* **Complete the following**:
**A.** List the occupations that the theatre review below gives as examples of "gay everything."
**B.** Duplicate the passage of the theatre review below, starting at "As we meet the" and ending at "vets, removalists, cleaners!".

* **Excerpt to read**:
+===+

THROUGH A BEADED LASH @ THE DEPOT THEATRE

THROUGH A BEADED LASH is about ways of seeing. The character who coins the term in the play, now showing at the Depot Theatre, is Brent … in his drag persona as Catherine. Brent doesn’t actually want to be a woman. The long lashes and gowns and wigs are just a structure for expression. Drag is its own art. It’s about perception. I have never donned a beaded lash but, from the sidelines, I saw the world that Catherine inhabited and I was ready to go back. And I am so pleased to have had the opportunity.

Adam seems to be an observer too. He is closing up his gay bookshop on Oxford Street after 25 years. He has seen the ‘Golden Mile’ through its heyday. As has Zoe, his informal business partner. They have known each other since 1984 and shared each other’s loves and losses. Having made a packet selling to a developer, Adam is ready to move on but Zoe needs a little reflective time. She has brought with her a chest of treasures from the 1980s. Will these half remembered relics open them to remembering or end up in the skip with the useless shop fittings?

As we meet the 1980s version of Adam and Zoe, playwright Robert Allen peoples his stage with beautifully drawn characters to distill an age. An age when the bars on Oxford Street thumped until late and those beautiful boys bumped together until the morning. Where personal identity required exterior expression. There was gay everything: Doctors, vets, removalists, cleaners!

When we meet the 1984 incarnations, Zoe is in her ‘Desperately Seeking Susan’ Madonna worshiping kit, Old Phil is a bear in short shorts and Adam is a misinformed ‘straight acting’ pianist come to accompany the flamboyant Brent in a remembered rendition of the Sydney Gay Centre in Surry Hills. With ‘Taxi Club’ overtones in the talk about one wobbly staircase fire exit!

+===+

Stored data

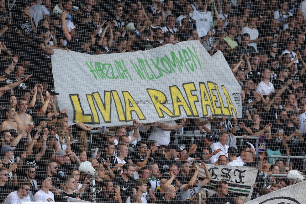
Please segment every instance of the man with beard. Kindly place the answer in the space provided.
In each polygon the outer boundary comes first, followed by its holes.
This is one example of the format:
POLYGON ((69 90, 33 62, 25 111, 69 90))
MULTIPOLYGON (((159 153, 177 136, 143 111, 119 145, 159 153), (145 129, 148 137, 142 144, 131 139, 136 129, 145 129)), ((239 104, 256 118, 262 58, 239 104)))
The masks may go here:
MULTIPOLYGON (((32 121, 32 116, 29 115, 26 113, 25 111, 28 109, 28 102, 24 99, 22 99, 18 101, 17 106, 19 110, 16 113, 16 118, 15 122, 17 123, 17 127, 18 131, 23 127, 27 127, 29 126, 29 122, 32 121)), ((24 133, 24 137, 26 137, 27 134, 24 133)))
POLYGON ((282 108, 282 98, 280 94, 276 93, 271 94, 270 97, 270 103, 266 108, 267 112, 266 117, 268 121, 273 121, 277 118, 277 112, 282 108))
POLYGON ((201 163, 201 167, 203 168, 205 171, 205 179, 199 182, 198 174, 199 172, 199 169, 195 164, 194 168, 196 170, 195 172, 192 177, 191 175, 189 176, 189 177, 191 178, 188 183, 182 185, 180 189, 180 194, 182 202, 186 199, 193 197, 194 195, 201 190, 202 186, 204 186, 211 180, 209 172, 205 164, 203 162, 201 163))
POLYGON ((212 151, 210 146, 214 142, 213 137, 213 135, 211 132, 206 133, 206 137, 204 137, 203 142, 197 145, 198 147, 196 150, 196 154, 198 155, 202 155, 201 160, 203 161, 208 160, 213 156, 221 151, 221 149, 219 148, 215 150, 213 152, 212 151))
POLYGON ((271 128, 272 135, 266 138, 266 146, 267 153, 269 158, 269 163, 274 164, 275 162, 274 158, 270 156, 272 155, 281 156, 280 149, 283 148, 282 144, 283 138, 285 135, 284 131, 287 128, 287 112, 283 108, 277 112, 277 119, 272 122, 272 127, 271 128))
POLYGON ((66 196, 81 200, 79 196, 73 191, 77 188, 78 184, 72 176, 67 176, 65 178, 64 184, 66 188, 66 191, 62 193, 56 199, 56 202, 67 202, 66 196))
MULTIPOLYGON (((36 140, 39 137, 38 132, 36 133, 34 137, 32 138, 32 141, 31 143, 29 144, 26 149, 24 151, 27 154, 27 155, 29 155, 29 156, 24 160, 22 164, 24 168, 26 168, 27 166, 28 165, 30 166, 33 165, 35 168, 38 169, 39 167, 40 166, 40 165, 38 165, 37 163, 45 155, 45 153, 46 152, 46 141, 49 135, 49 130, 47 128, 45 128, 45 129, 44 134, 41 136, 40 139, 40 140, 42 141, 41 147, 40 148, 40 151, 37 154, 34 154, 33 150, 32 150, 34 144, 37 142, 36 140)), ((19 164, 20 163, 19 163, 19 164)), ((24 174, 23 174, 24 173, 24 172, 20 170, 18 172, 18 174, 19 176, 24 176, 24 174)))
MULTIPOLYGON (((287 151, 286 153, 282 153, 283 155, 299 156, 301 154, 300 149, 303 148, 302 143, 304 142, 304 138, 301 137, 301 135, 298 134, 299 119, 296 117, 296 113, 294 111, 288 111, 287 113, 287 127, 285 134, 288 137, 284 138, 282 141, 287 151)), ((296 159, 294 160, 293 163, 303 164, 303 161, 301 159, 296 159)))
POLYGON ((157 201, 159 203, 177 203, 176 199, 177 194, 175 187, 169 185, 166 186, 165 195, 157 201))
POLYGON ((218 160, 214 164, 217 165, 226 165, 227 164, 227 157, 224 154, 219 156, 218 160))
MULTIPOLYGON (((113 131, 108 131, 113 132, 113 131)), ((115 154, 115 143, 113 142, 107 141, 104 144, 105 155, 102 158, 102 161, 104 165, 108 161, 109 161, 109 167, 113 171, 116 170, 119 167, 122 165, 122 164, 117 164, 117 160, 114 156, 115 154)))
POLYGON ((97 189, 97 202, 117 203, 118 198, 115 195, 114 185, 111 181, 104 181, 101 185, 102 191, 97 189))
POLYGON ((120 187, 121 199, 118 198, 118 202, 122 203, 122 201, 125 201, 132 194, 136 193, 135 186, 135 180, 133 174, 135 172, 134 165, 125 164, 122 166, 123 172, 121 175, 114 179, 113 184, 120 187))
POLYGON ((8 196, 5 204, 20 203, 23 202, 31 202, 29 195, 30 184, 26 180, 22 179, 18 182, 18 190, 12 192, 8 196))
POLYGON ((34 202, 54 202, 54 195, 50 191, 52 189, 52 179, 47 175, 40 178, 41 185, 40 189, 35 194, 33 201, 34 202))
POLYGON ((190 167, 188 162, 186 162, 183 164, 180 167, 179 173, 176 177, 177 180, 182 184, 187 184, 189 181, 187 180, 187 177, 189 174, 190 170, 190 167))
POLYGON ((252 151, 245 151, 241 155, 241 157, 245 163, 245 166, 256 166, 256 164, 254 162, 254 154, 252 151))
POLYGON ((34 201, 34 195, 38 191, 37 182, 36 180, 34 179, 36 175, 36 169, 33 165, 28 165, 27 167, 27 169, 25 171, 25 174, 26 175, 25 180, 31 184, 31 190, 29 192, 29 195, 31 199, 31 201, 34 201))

+===+

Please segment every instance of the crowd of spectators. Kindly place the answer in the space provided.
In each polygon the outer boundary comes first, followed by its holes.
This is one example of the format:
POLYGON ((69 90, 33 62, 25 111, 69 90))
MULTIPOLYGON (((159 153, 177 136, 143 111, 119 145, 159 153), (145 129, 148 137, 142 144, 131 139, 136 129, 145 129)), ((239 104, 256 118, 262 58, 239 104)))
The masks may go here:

+===+

* **Task solutions**:
**A.** Doctors, vets, removalists, cleaners

**B.**
As we meet the 1980s version of Adam and Zoe, playwright Robert Allen peoples his stage with beautifully drawn characters to distill an age. An age when the bars on Oxford Street thumped until late and those beautiful boys bumped together until the morning. Where personal identity required exterior expression. There was gay everything: Doctors, vets, removalists, cleaners!